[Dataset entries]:
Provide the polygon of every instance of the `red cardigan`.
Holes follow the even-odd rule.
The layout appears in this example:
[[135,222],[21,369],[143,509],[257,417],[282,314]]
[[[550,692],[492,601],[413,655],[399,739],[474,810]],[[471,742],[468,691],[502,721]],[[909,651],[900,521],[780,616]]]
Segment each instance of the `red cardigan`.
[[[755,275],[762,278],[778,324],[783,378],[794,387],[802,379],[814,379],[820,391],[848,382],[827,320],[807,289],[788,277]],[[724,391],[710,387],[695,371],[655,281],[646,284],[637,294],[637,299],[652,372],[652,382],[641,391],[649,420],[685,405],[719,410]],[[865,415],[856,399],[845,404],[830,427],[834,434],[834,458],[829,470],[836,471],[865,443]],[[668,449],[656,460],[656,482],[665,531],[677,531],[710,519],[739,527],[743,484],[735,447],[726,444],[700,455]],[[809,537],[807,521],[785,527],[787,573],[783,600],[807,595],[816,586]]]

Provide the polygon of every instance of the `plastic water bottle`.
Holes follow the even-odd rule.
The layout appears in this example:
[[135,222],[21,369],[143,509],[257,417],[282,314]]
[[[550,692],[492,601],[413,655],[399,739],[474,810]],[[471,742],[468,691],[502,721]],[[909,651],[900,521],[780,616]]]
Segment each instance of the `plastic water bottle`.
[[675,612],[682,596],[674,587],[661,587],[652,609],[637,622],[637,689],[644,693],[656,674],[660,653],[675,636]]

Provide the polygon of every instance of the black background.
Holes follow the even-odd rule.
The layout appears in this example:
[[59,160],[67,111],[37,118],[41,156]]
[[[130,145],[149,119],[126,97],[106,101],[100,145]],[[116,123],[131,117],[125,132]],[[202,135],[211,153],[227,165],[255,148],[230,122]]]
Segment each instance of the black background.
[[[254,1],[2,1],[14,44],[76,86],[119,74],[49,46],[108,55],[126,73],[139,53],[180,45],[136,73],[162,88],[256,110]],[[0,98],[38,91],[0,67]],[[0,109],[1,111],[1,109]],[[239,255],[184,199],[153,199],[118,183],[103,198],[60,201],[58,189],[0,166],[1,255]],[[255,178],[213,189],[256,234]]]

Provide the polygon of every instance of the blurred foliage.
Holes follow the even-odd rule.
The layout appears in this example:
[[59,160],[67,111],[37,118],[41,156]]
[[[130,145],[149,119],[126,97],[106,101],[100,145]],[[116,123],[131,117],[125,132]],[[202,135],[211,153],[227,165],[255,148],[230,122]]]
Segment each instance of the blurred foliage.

[The exercise]: Reproduce every one of the records above word for word, changing nothing.

[Finished task]:
Provide the polygon of every instance of the `red cardigan`.
Holes follow the even-odd rule.
The layout appears in this example:
[[135,222],[21,369],[143,509],[257,417],[282,314]]
[[[550,692],[492,601],[413,655],[399,739],[474,810]],[[471,742],[468,691],[502,721]],[[909,651],[900,521],[780,616]]]
Segment each instance of the `red cardigan`.
[[[755,275],[762,278],[778,324],[783,378],[794,387],[802,379],[814,379],[820,391],[848,382],[827,320],[807,289],[788,277]],[[724,391],[710,387],[695,371],[655,281],[646,284],[637,294],[637,299],[652,372],[652,382],[641,391],[649,420],[685,405],[719,410]],[[865,415],[856,399],[845,404],[830,427],[834,434],[834,458],[829,470],[836,471],[865,443]],[[668,449],[656,460],[656,482],[665,531],[677,531],[710,519],[739,527],[743,484],[735,447],[726,444],[700,455]],[[809,537],[807,521],[785,527],[787,573],[783,600],[807,595],[816,586]]]

Provide the polygon of every instance of the `plastic water bottle`.
Holes follow the even-odd rule.
The layout appears in this example:
[[135,222],[21,369],[143,509],[257,417],[282,314]]
[[[550,692],[492,601],[413,655],[399,739],[474,810]],[[471,742],[468,691],[502,721]],[[909,651],[900,521],[780,616]]]
Segment each instance of the `plastic water bottle`.
[[675,612],[682,596],[674,587],[661,587],[652,609],[637,622],[637,689],[644,693],[656,674],[660,653],[675,636]]

Provide the polygon of every instance of the black background.
Holes follow the even-odd rule.
The layout appears in this example:
[[59,160],[67,111],[37,118],[41,156]]
[[[130,145],[149,119],[126,97],[106,101],[100,145]],[[116,123],[131,117],[125,132]],[[202,135],[211,153],[227,165],[255,148],[230,122]]]
Segment each instance of the black background.
[[[254,1],[2,1],[14,44],[76,86],[119,74],[49,46],[108,55],[126,73],[139,53],[180,45],[136,73],[162,88],[256,110]],[[0,98],[38,91],[0,67]],[[0,109],[1,111],[1,109]],[[239,255],[184,199],[153,199],[118,183],[103,198],[60,201],[58,189],[0,166],[1,255]],[[255,178],[213,189],[256,234]]]

Provide the polygon of every instance of the blurred foliage.
Holes follow the even-odd rule.
The layout appears in this example:
[[59,160],[67,111],[37,118],[41,156]]
[[[130,145],[149,119],[126,97],[106,101],[100,145]],[[116,123],[131,117],[125,132]],[[202,135],[211,153],[227,165],[255,148],[230,122]]]
Segment each instance of the blurred foliage.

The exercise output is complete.